- READING PASSAGE:
Most of these offerings protect against only certain
kinds of threats and in fixed compensation amounts. For example, if an
attack of type X were to occur and losses were to result, then
you could expect to receive a claim for damages Y. If an attack
outside of X occurred, you may or may not be covered. It will simply
depend on the exceptions enumerated in the policy. Nonetheless, these
policies are very attractive in today's digital age, and the market for
them will continue to grow.
Before offering insurance for software-controlled entities,
an insurer should understand: (1) the worst-case scenarios that can result
if the software were to fail, (2) what the dollar losses will be if that
type of software failure were to occur, and (3) the predicted frequency
of such events. These three pieces of information allow insurers to decide
if they can profit under such conditions. Recognize that insurers do not
issue insurance to lose money or break even; they expect to profit in
exchange for the risks they take.
Interestingly enough, a new US corporation has been formed
to address the problem of determining software insurability on behalf
of insurers: the Software Testing Assurance Corporation (STAC). This company
was founded in 1997 to provide independent certification when requested
by insurers. This independent certification to attain insurance has limited
availability. It is only available to corporations that have applied for
business disruption insurance. Certification assessment will only
be provided after written requests are received from an insurer.
The founding of this new company opens the door for additional
software certification standards (as well the possibility of other companies
entering into the certification marketplace) when business risks can be
directly tied to the reliability, availability, and security of information
systems. Now that one's ability to attain business insurance has been
tied to the quality of the software that they employ, this opens a new
chapter in what "is or is not" acceptable software quality.
Software users are now being made to bear the burden
of bad software in a completely different way than simply lost productivity.
They may have to fully bear the burden and consequences of business disruption.
Hopefully this will encourage users to the demand warranties of quality
from vendors and software publishers. If this were to occur, this could
greatly change how the risks and consequences of software failures are
measured. That is, shouldn't we be measuring reliability as a function
of the consequences of software failure as opposed to the frequency of
failure?
The reason why the current events surrounding companies
such as STAC and Trugg-Hansa are so significant for the Software Reliability
Engineering (SRE) community is that for the first time we see a marketplace
for highly accurate software reliability assessment. Previously,
software reliability assessment has been an ad hoc activity usually
done by a software publisher for the sole purpose of determining whether
the software was ready for release. Because the accuracy of whatever model
chosen was automatically brought into question, the model was used more
as a heuristic than as an absolute measure. And because there is a plethora
of software reliability models that can be employed as testing stoppage
criteria, it is anyone's guess as to whether the the appropriate model
(even if inaccurate) was employed. If the software was not ready for release,
but was released because the model indicated such, the worst that could
happen would be an "egg on the vendor's face" and possibly some
financial loss. This financial loss could come in the form of rework,
a greater time-to-market, loss of reputation, and possibly legal action.

Records from a data collection:

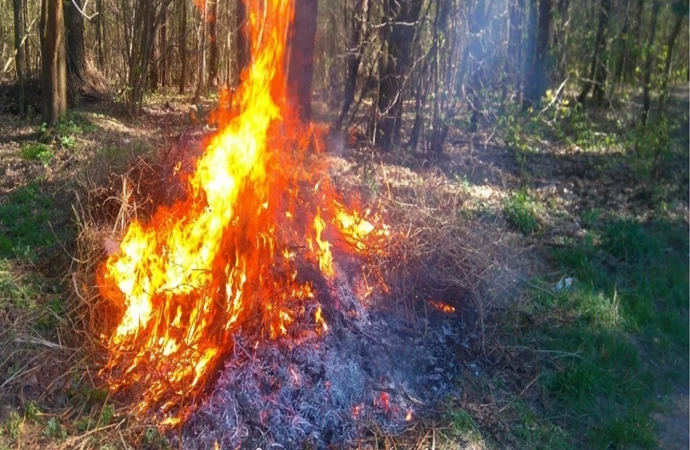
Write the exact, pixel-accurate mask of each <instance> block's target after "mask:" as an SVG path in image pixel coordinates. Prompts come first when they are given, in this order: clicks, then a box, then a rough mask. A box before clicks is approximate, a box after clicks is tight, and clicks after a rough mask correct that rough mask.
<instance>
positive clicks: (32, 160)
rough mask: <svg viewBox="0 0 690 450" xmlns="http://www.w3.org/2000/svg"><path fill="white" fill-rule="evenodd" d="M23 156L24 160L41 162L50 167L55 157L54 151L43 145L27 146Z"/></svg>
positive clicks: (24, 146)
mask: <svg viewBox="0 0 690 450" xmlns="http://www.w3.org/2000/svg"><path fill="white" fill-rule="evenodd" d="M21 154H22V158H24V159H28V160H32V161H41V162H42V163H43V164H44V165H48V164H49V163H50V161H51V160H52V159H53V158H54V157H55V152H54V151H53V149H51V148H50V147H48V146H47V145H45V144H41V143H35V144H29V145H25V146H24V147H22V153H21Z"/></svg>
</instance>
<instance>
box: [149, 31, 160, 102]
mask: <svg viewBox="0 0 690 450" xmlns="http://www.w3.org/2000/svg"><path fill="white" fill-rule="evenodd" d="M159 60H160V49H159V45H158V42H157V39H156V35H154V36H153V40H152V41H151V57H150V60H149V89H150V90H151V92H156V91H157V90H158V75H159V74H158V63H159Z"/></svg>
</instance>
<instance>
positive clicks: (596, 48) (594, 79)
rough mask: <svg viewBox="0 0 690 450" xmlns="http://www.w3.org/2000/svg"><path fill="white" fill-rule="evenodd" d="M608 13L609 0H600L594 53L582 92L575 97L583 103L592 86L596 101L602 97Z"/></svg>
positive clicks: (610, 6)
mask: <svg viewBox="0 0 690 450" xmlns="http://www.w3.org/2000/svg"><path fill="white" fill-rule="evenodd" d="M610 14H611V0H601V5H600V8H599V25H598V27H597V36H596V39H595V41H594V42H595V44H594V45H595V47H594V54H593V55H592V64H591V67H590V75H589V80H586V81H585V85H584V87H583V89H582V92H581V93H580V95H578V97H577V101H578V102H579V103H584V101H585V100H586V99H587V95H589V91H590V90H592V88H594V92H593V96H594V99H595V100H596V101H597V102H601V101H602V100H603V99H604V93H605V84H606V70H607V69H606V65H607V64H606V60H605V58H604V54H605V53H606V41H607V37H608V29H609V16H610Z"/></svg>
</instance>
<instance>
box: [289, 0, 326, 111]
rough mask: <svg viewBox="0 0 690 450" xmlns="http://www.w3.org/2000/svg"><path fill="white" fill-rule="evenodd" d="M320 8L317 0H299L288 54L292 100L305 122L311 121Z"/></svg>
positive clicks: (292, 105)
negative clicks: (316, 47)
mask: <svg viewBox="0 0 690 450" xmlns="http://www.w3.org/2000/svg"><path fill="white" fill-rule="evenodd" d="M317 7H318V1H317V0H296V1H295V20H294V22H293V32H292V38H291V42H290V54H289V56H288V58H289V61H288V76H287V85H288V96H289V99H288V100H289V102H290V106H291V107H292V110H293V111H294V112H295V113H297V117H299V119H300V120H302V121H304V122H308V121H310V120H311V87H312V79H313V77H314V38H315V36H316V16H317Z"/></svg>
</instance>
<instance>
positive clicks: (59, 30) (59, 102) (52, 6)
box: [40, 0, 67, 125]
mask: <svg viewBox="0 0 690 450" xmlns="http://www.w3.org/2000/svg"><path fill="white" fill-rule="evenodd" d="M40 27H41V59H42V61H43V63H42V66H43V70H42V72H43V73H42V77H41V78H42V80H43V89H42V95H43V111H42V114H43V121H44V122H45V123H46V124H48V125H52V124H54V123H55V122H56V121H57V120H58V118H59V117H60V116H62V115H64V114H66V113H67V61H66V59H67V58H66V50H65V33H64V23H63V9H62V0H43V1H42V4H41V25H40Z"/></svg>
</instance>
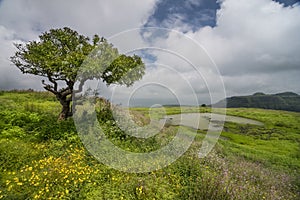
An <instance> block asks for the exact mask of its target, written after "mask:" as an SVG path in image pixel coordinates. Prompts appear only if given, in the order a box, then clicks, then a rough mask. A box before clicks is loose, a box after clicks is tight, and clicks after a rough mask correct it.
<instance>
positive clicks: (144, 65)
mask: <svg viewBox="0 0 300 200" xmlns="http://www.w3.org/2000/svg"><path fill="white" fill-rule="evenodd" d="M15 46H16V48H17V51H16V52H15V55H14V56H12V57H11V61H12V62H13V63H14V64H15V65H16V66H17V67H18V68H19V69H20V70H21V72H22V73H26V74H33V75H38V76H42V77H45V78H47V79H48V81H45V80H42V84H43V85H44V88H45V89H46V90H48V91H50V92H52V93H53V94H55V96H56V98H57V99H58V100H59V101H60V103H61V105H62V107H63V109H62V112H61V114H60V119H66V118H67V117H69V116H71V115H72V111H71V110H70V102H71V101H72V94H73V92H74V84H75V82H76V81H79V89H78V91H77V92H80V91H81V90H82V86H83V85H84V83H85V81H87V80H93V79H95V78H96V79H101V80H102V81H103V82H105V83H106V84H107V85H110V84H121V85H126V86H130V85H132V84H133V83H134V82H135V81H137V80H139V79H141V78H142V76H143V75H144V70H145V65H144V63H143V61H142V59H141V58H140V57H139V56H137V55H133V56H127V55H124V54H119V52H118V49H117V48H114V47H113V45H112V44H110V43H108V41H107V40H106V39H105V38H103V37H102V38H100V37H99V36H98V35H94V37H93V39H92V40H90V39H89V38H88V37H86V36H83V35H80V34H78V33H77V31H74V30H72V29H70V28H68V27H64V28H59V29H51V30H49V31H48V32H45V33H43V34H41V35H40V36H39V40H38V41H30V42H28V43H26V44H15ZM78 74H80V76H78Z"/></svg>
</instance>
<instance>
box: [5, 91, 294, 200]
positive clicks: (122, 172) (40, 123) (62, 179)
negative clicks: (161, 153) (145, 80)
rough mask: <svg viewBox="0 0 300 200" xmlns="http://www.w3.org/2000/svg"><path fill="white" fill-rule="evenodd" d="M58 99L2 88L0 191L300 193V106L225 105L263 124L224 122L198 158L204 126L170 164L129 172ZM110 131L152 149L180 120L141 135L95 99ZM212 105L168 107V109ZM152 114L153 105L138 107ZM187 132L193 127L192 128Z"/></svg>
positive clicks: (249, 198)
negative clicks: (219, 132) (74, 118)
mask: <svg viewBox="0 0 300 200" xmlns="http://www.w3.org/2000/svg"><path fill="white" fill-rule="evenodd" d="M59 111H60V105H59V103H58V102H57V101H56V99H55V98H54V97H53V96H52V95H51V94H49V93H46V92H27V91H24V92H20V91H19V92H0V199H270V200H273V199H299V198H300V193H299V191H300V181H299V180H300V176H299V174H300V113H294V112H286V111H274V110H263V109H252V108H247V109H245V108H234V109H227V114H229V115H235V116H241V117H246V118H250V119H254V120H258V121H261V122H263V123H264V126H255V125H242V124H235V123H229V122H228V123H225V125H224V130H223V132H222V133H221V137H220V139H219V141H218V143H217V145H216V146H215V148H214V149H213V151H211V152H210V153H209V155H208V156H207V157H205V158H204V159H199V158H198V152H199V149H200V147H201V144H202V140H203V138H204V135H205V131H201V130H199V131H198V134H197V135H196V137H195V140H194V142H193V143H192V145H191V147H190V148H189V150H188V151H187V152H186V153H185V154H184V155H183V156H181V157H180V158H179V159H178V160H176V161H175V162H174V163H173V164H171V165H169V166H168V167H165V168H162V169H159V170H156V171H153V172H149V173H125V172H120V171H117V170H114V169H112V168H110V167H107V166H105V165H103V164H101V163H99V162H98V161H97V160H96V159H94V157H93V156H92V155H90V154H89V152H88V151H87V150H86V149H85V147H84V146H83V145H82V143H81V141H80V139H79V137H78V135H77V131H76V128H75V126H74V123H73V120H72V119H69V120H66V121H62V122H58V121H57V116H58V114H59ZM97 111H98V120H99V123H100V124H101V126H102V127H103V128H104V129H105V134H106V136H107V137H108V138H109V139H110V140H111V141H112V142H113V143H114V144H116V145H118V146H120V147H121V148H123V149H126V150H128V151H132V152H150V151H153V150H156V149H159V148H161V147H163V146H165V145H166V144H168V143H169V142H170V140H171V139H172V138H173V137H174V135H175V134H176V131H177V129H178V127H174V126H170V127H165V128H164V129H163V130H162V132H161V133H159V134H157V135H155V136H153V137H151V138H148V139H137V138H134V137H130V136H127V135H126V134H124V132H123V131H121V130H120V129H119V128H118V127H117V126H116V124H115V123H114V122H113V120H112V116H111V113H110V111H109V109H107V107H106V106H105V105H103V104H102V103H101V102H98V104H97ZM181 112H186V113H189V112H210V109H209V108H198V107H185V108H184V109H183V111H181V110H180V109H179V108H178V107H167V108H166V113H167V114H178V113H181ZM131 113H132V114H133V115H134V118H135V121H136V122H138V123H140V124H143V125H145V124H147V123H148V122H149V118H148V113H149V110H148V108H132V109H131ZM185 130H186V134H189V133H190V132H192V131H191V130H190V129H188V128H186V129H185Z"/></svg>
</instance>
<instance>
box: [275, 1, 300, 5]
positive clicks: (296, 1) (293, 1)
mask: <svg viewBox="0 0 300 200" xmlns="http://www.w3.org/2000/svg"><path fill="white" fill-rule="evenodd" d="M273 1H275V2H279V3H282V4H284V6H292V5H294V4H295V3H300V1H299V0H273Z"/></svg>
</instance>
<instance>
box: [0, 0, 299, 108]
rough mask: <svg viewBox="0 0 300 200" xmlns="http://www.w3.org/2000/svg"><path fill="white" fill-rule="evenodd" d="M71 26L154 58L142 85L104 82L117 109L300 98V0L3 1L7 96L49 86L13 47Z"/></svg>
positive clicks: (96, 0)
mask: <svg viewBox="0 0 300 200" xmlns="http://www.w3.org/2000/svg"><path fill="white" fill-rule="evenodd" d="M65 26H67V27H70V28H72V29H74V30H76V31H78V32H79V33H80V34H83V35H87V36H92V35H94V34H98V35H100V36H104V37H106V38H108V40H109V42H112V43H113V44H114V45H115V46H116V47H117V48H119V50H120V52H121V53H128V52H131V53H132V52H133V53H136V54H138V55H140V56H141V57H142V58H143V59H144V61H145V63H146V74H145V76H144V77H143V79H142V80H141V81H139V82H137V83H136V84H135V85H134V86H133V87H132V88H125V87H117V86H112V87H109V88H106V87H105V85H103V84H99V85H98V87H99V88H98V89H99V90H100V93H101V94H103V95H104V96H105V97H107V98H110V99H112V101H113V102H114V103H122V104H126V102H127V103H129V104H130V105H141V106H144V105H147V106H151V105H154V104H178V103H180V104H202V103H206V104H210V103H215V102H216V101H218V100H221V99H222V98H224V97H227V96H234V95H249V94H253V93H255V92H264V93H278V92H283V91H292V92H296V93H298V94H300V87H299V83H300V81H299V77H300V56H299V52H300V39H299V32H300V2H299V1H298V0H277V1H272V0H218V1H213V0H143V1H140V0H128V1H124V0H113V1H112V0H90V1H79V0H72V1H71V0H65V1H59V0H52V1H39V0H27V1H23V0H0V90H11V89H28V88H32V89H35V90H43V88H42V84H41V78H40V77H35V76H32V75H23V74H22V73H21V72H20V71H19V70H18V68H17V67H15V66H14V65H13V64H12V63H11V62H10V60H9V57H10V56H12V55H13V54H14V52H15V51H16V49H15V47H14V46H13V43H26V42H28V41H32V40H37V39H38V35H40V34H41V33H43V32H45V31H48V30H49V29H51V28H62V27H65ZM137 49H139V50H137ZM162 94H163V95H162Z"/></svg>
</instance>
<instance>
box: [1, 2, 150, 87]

- USING THE INFORMATION:
[1] Decide whether each statement agrees with the passage on software insurance, answering yes or no and quoting the deciding words: (a) STAC was founded in 1997 to provide independent certification when insurers request it; (b) STAC's certification is open to any corporation that asks for it; (c) insurers issue insurance expecting to break even.
[2] Carry the passage on software insurance and reliability assessment forward from its final sentence.

- ANSWERS BELOW:
[1]
(a) Yes: "This company was founded in 1997 to provide independent certification when requested by insurers."
(b) No: "It is only available to corporations that have applied for business disruption insurance."
(c) No: "insurers do not issue insurance to lose money or break even; they expect to profit in exchange for the risks they take."

[2]
But here we are not concerned with protection of a software
publisher's business or reputation. Instead, we are concerned with protecting:
(1) the software user's business against defective software, and (2) the
insurance company as it attempts to indemnify the user. To accomplish
these two goals requires accurate software quality assessment on behalf
of the insurance company since they are assuming all risks.
This may not seem like a monumental task, but consider
that software reliability models are assumption-filled, and even the same
software system can cause terrible claims against the insurer when employed
in one environment whereas if the system is used elsewhere it will cause
no problems. Recall that the Ariane 4 software worked properly until it
was reused in the Ariane 5. It probably would have been an "easy
sell" convincing an insurer that the Ariane 4's software was a "sure
bet" in the Ariane 5 rocket. After all, the development team of the
Ariane 5 had fallen for that same myth because the historical data suggested
such. But as we all now know, that small change in the environment between
the Ariane 4 and Ariane 5 made such an enormous difference in the correctness
of the trajectory software that the maiden flight of the Ariane 5 was
a disaster.
What this suggests is that accurate software quality
assessment will not even be as simple as just having a big repository
of information that quantifies the many "ilities" for COTS products.
Accurate risk assessment must also be with respect to the user's idiosyncrasies.
This makes independent certification of software systems necessary in
the environment in which they will be insured. This does not mean, however,
that certain risk analyses cannot be applied once and the results stored,
but that may well not be enough for accurate risk assessment.
So in summary, there is now a marketplace for accurate
Software Risk and Consequence Assessment (SRCA). That demand is being
fostered by an insurance industry that is highly sensitive to potential
losses that they will incur unless they exclude unforeseen software-related
problems from their business disruption insurance. The software industry
has failed to adequately police itself from producing defective software.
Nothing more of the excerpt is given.